- _Texte fourni_
--

San Francisco, Etats-Unis | AFP | jeudi 12/09/2018 - Dans l'État brésilien de Para, chaque semaine, les autorités reçoivent des alertes montrant quels morceaux de la forêt amazonienne ont été abattus, hectare par hectare, photos à l'appui.

Les photos sont prises tous les jours à 10h30 du matin par des satellites américains, et fournissent un niveau de détail de trois à cinq mètres au sol. Un algorithme détecte automatiquement les endroits déboisés. Les autorités envoient ensuite des agents vérifier... et, peut-être, interpeller les coupables avant qu'ils n'aient achevé leur méfait.
"Avant, ça nous prenait six jours, ou deux mois, ou trois mois", explique à l'AFP Iara Musse Felix, la patronne de la société SCCON, qui commercialise ces alertes auprès des régions. "Maintenant on a des images quotidiennes".
Cette révolution dans la surveillance des forêts, et de l'ensemble de la Terre, vient de la constellation de satellites de la société Planet.
Fondée à San Francisco en 2010 par trois anciens de la Nasa, elle l'une des sociétés à la pointe de la révolution des nanosatellites, faciles à produire et à remplacer, avec une durée de vie comprise entre trois et cinq ans.
Ce modèle économique du "jetable" est radicalement opposé à l'industrie aérospatiale traditionnelle, qui produit de gros satellites certes très sophistiqués et puissants, mais nécessitant des années de travail et des centaines de millions de dollars.
Planet a placé près de 298 satellites en orbite depuis 2013, dont la moitié l'an dernier. Elle en a 150 en activité aujourd'hui, dont 130 nanosatellites. Les autres sont retombés vers la Terre et ont brûlé en rentrant dans l'atmosphère. 
 

- 30 cm de longueur -

 
Ces petits objets de 5 kg, baptisés "Dove" (colombe), sont fabriqués à la chaîne dans le centre de San Francisco, dans de nouveaux locaux présentés mardi à la presse par Planet à l'occasion du Sommet mondial pour l'action climatique.

--

- _Consigne_
Rédigez la suite de l'article sur les nanosatellites de Planet, en reprenant après sa dernière phrase.

- _Jeu de données_
--

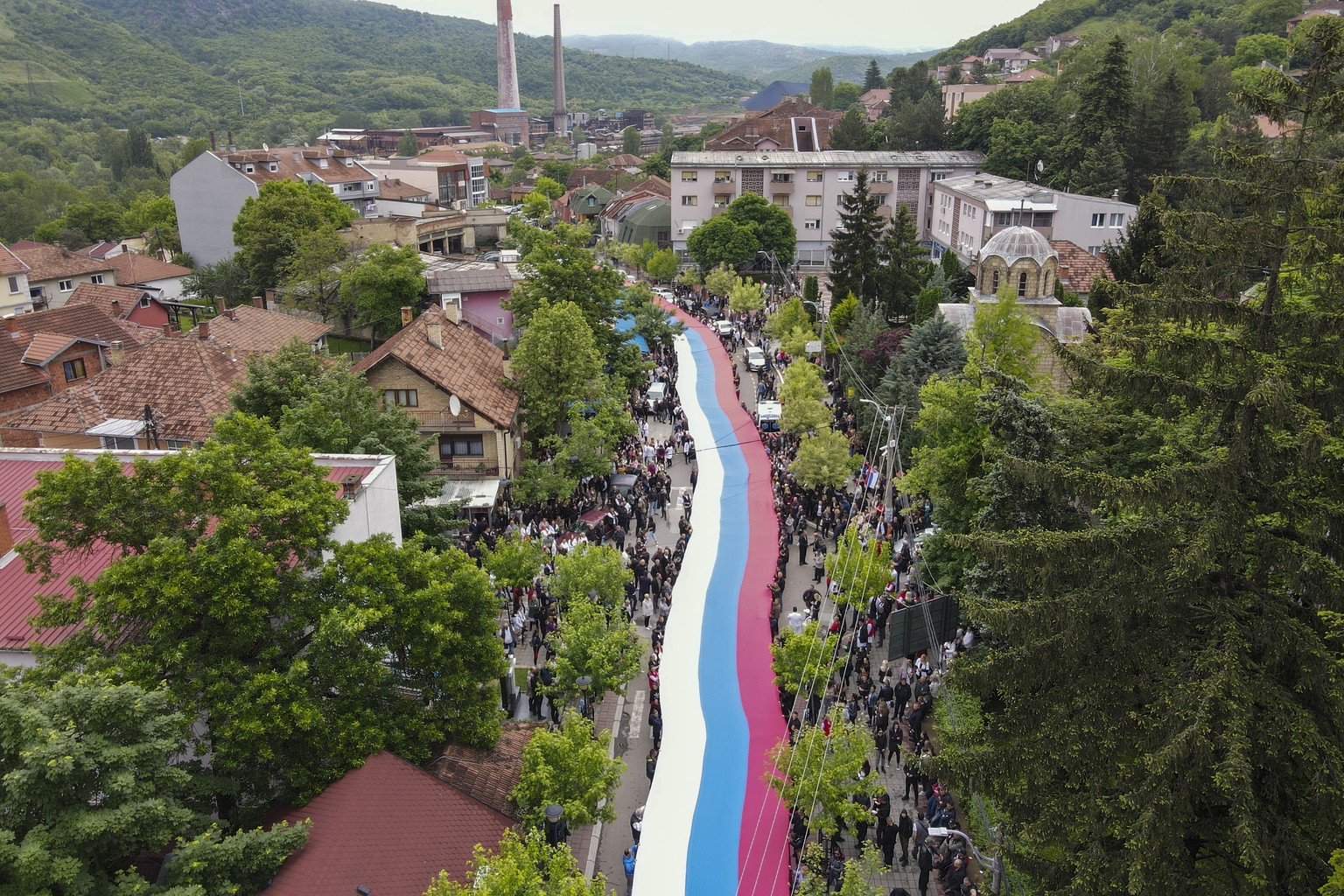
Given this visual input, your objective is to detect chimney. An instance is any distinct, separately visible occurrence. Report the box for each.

--

- _Résultat_
"Un seul technicien peut assembler trois Dove par jour", explique le directeur de la fabrication de Planet, Chester Gillmore, 33 ans, dont cinq chez Planet. "Avec seulement dix outils". La société assure pouvoir en fabriquer jusqu'à 40 par semaine.
Ici, pas de "salle propre", on rentre sans formalité. Les composants électroniques, standards, arrivent d'un côté de la salle et sont testés, puis assemblés. Le Dove est de format "Cubesat 3u", un cylindre long de 30 cm, avec une caméra à l'intérieur, et deux panneaux solaires qui se déplieront sur les côtés en orbite.
Six Doves terminés attendent dans un meuble à roulettes d'être envoyés en Inde pour être chargés à bord de la fusée qui les placera en orbite, à environ 500 km d'altitude.
"On ne cesse d'améliorer les satellites", explique à l'AFP le cofondateur Robbie Schingler, ancien de la Nasa. "On récupère les dernières puces et technologies d'autres secteurs comme l'automobile ou l'électronique grand public, et on les adapte à l'espace".
Le résultat est une image quotidienne de chaque kilomètre carré de la Terre, accessible sur internet.
La société ne dégage pas encore de bénéfice, mais les applications futures sont nombreuses pour toutes les organisations qui veulent surveiller le globe quotidiennement, par exemple l'état des cultures au niveau planétaire, pour constater l'incidence d'une sécheresse.
Un autre projet financé par la fondation du milliardaire Paul Allen, cofondateur de Microsoft, consiste à surveiller le corail de cinq atolls. Les caméras des nanosatellites permettent de mieux voir s'ils blanchissent, meurent ou se développent.
Quant à la forêt amazonienne, les défricheurs illégaux savent que chaque jour, à 10h30 du matin, des "colombes" les prennent sur le fait.